*Data*

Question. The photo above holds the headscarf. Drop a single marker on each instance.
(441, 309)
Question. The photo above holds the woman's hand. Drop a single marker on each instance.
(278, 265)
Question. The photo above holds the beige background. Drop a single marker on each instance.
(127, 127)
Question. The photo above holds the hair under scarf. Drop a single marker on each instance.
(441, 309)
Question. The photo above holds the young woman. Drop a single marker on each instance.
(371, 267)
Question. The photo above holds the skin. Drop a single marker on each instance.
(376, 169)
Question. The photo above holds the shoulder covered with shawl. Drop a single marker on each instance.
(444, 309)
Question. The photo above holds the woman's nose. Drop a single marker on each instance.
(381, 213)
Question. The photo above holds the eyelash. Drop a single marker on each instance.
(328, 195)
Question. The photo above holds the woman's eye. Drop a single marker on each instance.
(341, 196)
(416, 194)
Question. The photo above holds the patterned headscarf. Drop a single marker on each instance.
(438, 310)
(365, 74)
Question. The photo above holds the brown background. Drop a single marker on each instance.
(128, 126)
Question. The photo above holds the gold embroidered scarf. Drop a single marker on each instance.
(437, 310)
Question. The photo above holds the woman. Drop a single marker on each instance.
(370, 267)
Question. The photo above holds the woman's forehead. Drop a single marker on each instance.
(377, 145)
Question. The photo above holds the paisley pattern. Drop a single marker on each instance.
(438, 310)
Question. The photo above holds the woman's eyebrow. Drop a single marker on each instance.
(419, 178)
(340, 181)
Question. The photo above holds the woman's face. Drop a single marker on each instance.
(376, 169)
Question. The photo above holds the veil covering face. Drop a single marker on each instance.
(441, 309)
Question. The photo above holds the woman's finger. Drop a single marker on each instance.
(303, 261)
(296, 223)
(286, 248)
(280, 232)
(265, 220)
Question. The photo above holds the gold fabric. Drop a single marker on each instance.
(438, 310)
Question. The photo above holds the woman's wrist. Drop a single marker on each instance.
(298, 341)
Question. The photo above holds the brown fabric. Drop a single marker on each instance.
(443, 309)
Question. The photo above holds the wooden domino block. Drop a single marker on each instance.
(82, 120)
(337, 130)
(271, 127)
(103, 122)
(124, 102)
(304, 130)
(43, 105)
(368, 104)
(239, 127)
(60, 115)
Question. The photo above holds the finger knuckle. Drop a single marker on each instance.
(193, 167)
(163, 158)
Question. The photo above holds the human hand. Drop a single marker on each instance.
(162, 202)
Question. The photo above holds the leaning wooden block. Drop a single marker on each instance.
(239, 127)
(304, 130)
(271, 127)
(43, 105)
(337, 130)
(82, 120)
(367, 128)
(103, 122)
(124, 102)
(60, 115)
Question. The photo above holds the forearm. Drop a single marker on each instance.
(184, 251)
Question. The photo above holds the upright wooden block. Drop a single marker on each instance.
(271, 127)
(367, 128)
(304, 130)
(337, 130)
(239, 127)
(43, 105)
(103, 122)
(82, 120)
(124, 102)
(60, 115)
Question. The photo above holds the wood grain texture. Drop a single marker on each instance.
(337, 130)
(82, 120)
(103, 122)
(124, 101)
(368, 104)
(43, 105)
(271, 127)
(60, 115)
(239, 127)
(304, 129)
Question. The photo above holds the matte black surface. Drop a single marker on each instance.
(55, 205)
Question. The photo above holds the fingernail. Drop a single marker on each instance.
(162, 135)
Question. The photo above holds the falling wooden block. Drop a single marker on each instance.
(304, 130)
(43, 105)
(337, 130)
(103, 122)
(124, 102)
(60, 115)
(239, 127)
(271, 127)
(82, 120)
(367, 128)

*Work to do*
Copy out the material starting with the line that contains "Question. The photo above holds the fingernail." and going on through the last line of the material, including both of those lines.

*Complete answer*
Question. The photo above holds the fingernail. Drop a single marker on each instance.
(162, 135)
Question. The photo above holds the falling wooden block. Drop a single marker on each instance.
(304, 130)
(43, 105)
(337, 130)
(103, 122)
(124, 102)
(60, 115)
(239, 127)
(271, 127)
(82, 120)
(367, 128)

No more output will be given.